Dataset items
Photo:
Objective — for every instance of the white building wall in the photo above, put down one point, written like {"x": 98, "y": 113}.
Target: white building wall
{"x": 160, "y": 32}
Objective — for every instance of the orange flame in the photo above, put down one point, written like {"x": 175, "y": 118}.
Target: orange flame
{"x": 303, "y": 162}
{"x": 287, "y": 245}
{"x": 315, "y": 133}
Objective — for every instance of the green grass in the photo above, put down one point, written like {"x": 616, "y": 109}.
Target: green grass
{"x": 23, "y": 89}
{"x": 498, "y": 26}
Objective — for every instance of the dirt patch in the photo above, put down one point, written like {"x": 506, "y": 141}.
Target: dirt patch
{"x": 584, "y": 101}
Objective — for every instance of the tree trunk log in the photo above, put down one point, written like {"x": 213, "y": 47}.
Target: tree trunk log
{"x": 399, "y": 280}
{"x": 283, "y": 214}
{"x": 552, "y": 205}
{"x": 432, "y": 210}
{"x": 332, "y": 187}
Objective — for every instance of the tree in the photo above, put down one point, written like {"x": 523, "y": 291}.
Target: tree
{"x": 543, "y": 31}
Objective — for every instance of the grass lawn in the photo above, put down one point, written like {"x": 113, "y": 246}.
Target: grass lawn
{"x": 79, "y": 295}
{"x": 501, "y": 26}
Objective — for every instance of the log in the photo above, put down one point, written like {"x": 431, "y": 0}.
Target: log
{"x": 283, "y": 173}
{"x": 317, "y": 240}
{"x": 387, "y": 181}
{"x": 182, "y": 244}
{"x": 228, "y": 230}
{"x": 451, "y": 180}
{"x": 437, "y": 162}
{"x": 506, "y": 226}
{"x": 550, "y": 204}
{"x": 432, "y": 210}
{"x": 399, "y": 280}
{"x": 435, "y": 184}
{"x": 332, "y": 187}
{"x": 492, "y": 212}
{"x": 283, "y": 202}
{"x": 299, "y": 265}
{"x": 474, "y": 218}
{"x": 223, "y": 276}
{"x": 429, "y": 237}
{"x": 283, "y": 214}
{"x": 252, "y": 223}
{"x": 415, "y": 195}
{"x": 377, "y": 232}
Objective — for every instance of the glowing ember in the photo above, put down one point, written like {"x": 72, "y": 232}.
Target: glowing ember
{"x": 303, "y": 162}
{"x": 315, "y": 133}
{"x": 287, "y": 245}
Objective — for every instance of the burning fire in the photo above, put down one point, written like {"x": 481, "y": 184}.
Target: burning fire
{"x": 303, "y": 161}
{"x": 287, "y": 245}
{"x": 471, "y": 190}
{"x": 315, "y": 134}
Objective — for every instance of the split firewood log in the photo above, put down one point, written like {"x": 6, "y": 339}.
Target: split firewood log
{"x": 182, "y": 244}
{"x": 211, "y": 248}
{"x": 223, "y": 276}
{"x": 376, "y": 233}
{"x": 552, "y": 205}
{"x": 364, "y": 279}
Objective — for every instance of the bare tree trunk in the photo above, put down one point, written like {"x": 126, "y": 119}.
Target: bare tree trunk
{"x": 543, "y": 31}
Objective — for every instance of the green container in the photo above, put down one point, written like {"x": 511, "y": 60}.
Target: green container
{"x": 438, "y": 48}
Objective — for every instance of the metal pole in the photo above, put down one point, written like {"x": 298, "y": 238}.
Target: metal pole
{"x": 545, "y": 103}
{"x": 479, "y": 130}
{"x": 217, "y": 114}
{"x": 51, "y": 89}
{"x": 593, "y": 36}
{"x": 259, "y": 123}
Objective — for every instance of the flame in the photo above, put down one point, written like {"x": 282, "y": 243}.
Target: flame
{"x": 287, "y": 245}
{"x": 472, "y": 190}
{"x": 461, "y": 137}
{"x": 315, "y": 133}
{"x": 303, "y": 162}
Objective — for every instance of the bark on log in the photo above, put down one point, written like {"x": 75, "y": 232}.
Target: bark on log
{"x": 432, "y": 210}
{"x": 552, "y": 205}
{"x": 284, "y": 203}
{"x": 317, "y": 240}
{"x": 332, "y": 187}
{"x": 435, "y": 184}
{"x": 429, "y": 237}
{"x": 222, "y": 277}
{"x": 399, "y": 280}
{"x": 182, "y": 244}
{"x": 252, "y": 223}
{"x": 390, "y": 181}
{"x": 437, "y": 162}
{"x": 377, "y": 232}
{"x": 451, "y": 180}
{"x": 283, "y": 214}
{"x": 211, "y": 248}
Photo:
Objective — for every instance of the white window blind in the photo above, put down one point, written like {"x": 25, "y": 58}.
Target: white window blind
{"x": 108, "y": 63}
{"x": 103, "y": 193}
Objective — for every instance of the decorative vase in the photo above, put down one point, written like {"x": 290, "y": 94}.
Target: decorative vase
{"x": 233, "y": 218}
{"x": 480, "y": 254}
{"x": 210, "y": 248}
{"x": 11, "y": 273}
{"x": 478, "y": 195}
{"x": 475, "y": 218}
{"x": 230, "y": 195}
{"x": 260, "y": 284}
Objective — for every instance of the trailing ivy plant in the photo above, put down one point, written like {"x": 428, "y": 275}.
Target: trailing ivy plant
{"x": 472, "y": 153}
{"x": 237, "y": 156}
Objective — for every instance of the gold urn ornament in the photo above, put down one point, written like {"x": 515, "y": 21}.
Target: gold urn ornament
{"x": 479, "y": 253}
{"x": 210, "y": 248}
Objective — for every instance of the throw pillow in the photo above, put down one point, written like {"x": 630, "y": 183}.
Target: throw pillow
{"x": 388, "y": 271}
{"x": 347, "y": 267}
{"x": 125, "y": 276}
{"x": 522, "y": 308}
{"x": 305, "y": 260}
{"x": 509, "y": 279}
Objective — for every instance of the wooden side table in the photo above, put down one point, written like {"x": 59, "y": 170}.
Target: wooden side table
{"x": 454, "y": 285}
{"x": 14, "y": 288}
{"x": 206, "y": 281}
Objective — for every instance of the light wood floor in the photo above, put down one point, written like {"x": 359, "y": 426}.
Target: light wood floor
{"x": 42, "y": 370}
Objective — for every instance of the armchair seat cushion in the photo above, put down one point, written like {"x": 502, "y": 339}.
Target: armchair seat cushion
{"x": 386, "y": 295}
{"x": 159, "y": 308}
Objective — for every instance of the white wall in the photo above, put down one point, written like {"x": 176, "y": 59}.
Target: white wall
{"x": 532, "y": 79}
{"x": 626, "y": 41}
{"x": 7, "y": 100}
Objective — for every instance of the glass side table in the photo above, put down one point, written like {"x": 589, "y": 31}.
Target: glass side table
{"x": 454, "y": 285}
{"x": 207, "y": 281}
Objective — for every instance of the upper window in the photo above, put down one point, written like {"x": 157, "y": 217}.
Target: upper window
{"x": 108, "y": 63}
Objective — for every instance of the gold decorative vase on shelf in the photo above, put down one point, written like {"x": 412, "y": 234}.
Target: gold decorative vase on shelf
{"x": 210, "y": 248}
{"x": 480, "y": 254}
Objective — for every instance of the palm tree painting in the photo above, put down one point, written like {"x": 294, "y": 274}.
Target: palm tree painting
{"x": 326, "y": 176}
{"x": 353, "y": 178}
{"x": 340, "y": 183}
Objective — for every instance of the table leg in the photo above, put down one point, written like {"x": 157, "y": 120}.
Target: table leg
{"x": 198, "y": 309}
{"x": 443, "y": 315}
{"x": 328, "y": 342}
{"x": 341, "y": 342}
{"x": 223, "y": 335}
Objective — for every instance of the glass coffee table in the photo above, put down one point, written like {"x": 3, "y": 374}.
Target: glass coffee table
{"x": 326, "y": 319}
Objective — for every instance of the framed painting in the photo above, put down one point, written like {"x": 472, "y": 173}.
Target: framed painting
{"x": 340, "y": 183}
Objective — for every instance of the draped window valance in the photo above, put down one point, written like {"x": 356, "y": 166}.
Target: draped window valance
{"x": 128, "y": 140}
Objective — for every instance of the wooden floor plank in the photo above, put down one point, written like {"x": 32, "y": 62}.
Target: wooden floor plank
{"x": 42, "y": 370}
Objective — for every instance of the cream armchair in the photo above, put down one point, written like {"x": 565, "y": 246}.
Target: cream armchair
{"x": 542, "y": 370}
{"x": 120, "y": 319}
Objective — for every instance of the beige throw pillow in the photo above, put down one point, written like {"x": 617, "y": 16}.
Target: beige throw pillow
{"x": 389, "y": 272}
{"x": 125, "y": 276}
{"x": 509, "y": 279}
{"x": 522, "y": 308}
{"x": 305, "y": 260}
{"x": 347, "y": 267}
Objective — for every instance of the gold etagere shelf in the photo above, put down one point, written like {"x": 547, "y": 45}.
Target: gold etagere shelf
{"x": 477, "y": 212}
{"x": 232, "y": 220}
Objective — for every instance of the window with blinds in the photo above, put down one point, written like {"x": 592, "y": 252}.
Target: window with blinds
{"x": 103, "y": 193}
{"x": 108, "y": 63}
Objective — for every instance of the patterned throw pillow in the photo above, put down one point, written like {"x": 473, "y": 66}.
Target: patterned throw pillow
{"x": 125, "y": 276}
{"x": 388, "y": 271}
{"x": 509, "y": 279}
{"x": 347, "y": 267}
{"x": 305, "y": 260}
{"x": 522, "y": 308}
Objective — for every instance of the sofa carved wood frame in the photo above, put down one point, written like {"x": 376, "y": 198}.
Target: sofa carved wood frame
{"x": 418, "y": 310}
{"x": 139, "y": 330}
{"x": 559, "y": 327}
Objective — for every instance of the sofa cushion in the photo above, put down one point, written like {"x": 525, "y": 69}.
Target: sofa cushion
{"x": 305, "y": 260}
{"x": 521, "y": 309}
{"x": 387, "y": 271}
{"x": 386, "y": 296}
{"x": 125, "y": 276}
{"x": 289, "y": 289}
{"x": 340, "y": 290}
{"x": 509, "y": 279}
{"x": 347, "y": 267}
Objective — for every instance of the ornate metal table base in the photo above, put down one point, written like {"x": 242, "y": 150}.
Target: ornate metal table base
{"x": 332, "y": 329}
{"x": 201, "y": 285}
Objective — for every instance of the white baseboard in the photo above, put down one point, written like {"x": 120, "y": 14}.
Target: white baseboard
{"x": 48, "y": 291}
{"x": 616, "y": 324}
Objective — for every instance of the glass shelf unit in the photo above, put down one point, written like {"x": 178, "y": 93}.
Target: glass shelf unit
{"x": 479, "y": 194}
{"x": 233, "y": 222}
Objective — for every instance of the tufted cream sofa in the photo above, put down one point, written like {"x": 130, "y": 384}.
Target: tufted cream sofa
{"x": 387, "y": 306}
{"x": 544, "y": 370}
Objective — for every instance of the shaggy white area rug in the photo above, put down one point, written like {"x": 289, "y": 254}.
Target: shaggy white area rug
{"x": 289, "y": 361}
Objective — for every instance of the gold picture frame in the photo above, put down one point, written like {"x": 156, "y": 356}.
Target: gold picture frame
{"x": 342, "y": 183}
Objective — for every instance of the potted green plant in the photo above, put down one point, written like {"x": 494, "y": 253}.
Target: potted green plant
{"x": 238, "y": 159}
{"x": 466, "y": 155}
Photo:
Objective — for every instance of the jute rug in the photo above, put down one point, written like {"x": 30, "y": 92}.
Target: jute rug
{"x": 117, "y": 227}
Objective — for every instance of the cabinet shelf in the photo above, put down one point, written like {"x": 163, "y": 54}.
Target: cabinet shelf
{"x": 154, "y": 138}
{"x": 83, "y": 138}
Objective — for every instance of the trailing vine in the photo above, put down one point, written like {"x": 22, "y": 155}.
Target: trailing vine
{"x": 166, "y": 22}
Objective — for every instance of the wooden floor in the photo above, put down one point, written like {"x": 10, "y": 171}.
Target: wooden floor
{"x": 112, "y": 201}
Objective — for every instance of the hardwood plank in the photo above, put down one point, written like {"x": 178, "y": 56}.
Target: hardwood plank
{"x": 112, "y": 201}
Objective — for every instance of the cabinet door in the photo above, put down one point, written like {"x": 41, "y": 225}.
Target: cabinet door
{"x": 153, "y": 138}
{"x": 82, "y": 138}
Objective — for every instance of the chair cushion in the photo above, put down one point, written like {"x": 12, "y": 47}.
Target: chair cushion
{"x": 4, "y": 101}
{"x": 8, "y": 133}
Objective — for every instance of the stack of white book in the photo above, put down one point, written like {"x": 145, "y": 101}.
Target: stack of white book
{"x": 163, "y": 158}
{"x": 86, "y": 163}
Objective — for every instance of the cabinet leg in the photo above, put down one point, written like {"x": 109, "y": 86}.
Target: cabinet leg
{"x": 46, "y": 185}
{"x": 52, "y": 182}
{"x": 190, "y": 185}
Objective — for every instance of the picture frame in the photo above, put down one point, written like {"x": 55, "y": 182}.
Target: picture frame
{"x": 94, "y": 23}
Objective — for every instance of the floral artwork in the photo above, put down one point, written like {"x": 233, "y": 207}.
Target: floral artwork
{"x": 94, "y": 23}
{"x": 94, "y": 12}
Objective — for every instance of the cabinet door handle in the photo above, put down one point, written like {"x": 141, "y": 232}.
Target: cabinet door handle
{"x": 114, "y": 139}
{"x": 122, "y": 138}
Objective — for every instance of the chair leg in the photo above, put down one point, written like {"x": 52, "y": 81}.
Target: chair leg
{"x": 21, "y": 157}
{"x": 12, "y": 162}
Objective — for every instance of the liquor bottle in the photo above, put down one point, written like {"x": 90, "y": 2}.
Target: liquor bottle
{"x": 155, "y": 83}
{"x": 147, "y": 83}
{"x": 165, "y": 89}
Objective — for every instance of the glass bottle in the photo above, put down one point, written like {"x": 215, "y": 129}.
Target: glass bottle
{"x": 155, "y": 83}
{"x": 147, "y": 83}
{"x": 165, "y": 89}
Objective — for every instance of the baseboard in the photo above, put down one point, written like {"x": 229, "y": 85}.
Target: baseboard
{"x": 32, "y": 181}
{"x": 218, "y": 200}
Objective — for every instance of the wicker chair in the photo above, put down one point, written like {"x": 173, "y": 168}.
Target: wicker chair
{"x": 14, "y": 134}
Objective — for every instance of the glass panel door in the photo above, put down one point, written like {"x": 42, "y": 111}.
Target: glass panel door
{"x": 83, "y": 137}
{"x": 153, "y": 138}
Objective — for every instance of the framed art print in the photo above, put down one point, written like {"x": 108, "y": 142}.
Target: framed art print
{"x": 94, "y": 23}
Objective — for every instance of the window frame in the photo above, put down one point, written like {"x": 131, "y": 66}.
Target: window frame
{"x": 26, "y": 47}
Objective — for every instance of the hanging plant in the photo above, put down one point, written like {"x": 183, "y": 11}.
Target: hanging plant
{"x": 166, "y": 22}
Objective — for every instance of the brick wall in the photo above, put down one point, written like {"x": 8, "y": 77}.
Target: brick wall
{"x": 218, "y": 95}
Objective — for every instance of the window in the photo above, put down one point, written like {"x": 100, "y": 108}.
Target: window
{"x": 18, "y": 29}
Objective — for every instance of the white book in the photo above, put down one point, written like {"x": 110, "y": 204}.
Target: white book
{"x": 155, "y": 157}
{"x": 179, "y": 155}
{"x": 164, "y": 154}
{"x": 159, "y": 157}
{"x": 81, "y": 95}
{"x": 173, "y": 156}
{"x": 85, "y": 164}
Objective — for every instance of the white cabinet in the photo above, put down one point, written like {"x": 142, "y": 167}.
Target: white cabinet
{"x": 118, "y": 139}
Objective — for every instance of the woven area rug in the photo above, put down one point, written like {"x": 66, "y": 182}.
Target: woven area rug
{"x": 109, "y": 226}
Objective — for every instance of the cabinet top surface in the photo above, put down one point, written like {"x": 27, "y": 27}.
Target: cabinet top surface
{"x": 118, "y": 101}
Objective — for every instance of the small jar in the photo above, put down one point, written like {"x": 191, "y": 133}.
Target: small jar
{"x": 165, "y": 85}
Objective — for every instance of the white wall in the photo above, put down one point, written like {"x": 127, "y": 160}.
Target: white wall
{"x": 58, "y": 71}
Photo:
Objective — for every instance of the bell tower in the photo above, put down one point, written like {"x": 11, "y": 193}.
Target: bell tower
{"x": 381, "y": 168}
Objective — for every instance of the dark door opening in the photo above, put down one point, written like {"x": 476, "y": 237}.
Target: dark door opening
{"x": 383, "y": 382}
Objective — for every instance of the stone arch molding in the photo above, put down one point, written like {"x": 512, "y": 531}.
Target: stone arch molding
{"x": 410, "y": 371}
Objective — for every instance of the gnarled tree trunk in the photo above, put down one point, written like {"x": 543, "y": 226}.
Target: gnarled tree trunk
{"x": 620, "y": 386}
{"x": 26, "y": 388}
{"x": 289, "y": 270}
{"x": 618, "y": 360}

» **PROBLEM DETAILS**
The line containing "Objective — for every instance of the cabinet top" marks the start; retype it and each line after it through the end of the records above, exactly.

» **EXERCISE SOLUTION**
Objective — for every instance of the cabinet top surface in the photo above, put down one point, written like {"x": 27, "y": 27}.
Target: cabinet top surface
{"x": 118, "y": 101}
Objective — for every instance of the small jar in the photo above, put down one point, written like {"x": 191, "y": 133}.
Target: small jar
{"x": 165, "y": 85}
Objective — for every instance of the white wall in the photo above, put down one point, written like {"x": 127, "y": 160}.
Target: white wall
{"x": 58, "y": 71}
Photo:
Objective — for every instance of the bell tower in the photo above, put down one point, written like {"x": 11, "y": 193}.
Target: bell tower
{"x": 381, "y": 168}
Objective — for every instance of the dark door opening in the photo above, put down one point, written like {"x": 476, "y": 237}.
Target: dark door opening
{"x": 383, "y": 382}
Objective — for every instance of the stone arch molding in the photo above, put down one point, written like {"x": 512, "y": 531}.
Target: stone arch molding
{"x": 410, "y": 371}
Objective — for every instance of the gnarled tree trunk in the photo above, put down one point, written like {"x": 543, "y": 226}.
Target: gnarled tree trunk
{"x": 620, "y": 386}
{"x": 26, "y": 388}
{"x": 289, "y": 270}
{"x": 618, "y": 360}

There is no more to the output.